═══ Source material ═══
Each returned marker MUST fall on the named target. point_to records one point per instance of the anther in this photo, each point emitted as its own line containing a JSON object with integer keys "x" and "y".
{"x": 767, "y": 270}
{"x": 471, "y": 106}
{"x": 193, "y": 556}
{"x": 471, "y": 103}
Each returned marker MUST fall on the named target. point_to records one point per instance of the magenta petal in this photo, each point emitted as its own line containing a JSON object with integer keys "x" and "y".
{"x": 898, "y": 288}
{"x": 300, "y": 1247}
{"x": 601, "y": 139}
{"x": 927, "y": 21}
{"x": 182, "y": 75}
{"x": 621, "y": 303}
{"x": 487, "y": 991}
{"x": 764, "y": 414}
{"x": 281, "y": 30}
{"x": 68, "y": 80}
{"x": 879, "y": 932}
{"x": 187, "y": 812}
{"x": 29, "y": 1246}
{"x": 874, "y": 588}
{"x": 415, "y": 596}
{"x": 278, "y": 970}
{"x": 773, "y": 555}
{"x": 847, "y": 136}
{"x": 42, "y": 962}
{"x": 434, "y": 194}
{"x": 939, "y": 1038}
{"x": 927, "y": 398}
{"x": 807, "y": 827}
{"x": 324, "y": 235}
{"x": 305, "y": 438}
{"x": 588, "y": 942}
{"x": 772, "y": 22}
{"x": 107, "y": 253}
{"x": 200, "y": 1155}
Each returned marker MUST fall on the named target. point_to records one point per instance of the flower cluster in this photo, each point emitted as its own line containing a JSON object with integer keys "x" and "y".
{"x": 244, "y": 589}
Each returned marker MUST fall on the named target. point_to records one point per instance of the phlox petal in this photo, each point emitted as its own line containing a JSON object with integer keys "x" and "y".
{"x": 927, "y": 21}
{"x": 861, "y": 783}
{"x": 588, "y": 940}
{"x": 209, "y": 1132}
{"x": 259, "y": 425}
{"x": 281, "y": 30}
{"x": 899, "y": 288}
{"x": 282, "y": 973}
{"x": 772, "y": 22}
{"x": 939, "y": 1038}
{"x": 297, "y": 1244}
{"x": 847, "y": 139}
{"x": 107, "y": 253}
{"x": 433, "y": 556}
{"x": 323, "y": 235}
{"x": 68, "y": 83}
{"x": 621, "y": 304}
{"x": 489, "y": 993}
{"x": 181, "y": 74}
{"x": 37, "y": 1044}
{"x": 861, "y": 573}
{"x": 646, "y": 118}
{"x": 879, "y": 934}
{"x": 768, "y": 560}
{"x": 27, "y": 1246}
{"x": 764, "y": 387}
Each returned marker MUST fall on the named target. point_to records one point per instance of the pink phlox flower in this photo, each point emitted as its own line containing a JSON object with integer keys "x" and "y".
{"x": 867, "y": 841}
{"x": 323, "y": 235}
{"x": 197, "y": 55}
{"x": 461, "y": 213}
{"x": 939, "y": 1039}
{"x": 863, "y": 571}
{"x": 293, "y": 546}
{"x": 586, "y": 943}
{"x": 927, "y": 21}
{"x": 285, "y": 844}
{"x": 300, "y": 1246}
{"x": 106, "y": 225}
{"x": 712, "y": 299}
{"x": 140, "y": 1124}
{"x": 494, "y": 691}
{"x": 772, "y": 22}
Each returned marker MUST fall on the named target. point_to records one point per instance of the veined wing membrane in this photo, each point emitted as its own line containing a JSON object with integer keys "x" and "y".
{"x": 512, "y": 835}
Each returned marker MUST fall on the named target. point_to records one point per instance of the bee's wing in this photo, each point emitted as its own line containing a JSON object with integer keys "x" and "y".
═══
Turn the records above into a Markdown table with two columns, Row and Line. Number each row and skip any blank lines.

| Row | Line |
|---|---|
| 1 | Each returned marker MUST fall on the named target. point_to records one point per instance of the anther in this photo, each point emitted as its own line containing a JSON object with integer keys "x" and "y". |
| 2 | {"x": 767, "y": 270} |
| 3 | {"x": 471, "y": 106} |
| 4 | {"x": 193, "y": 556} |
| 5 | {"x": 471, "y": 103} |
| 6 | Each returned marker MUST fall on the named target. point_to records one point per instance of the magenta petal in this photo, each point emitted as its own line containing a JSON object with integer keys "x" and "y". |
| 7 | {"x": 898, "y": 288} |
| 8 | {"x": 300, "y": 1247} |
| 9 | {"x": 601, "y": 139} |
| 10 | {"x": 927, "y": 21} |
| 11 | {"x": 182, "y": 75} |
| 12 | {"x": 621, "y": 303} |
| 13 | {"x": 487, "y": 991} |
| 14 | {"x": 764, "y": 414} |
| 15 | {"x": 281, "y": 30} |
| 16 | {"x": 68, "y": 80} |
| 17 | {"x": 879, "y": 932} |
| 18 | {"x": 187, "y": 812} |
| 19 | {"x": 29, "y": 1246} |
| 20 | {"x": 874, "y": 588} |
| 21 | {"x": 415, "y": 596} |
| 22 | {"x": 278, "y": 970} |
| 23 | {"x": 773, "y": 555} |
| 24 | {"x": 847, "y": 136} |
| 25 | {"x": 42, "y": 962} |
| 26 | {"x": 434, "y": 194} |
| 27 | {"x": 939, "y": 1038} |
| 28 | {"x": 927, "y": 398} |
| 29 | {"x": 807, "y": 827} |
| 30 | {"x": 324, "y": 235} |
| 31 | {"x": 305, "y": 438} |
| 32 | {"x": 588, "y": 942} |
| 33 | {"x": 772, "y": 22} |
| 34 | {"x": 107, "y": 253} |
| 35 | {"x": 200, "y": 1155} |
| 36 | Each returned marker MUST fall on the named target. point_to records one point per instance of the flower cluster in this photo, each point emitted as its own line containing a JSON object with integer keys "x" and "y". |
| 37 | {"x": 244, "y": 589} |
| 38 | Each returned marker MUST fall on the named target. point_to records one point per instance of the phlox petal in this photo, each point emitted as its own line containing a JSON object with integer keys "x" and "y". |
| 39 | {"x": 927, "y": 21} |
| 40 | {"x": 861, "y": 783} |
| 41 | {"x": 588, "y": 940} |
| 42 | {"x": 209, "y": 1132} |
| 43 | {"x": 259, "y": 425} |
| 44 | {"x": 281, "y": 30} |
| 45 | {"x": 899, "y": 288} |
| 46 | {"x": 282, "y": 973} |
| 47 | {"x": 772, "y": 22} |
| 48 | {"x": 939, "y": 1038} |
| 49 | {"x": 297, "y": 1244} |
| 50 | {"x": 847, "y": 139} |
| 51 | {"x": 107, "y": 253} |
| 52 | {"x": 433, "y": 556} |
| 53 | {"x": 323, "y": 235} |
| 54 | {"x": 68, "y": 83} |
| 55 | {"x": 621, "y": 304} |
| 56 | {"x": 489, "y": 993} |
| 57 | {"x": 181, "y": 74} |
| 58 | {"x": 37, "y": 1044} |
| 59 | {"x": 861, "y": 573} |
| 60 | {"x": 646, "y": 118} |
| 61 | {"x": 879, "y": 934} |
| 62 | {"x": 768, "y": 560} |
| 63 | {"x": 27, "y": 1246} |
| 64 | {"x": 764, "y": 387} |
| 65 | Each returned marker MUST fall on the named target. point_to records one point per instance of the pink phlox flower in this photo, each point emitted as its own line containing a JSON object with integer keys "x" and "y". |
| 66 | {"x": 867, "y": 841} |
| 67 | {"x": 323, "y": 235} |
| 68 | {"x": 197, "y": 55} |
| 69 | {"x": 461, "y": 213} |
| 70 | {"x": 939, "y": 1039} |
| 71 | {"x": 863, "y": 571} |
| 72 | {"x": 293, "y": 546} |
| 73 | {"x": 586, "y": 943} |
| 74 | {"x": 927, "y": 21} |
| 75 | {"x": 285, "y": 844} |
| 76 | {"x": 300, "y": 1246} |
| 77 | {"x": 106, "y": 225} |
| 78 | {"x": 712, "y": 299} |
| 79 | {"x": 140, "y": 1124} |
| 80 | {"x": 494, "y": 691} |
| 81 | {"x": 772, "y": 22} |
| 82 | Each returned marker MUST fall on the named target. point_to records one point per instance of the veined wing membrane in this photo, each point emitted as its own line containing a JSON object with integer keys "x" and "y". |
| 83 | {"x": 512, "y": 835} |
| 84 | Each returned marker MUST fall on the named target. point_to records one point per instance of the bee's wing in this photo, each point emitted as its own line containing a JSON object with integer keys "x" and "y". |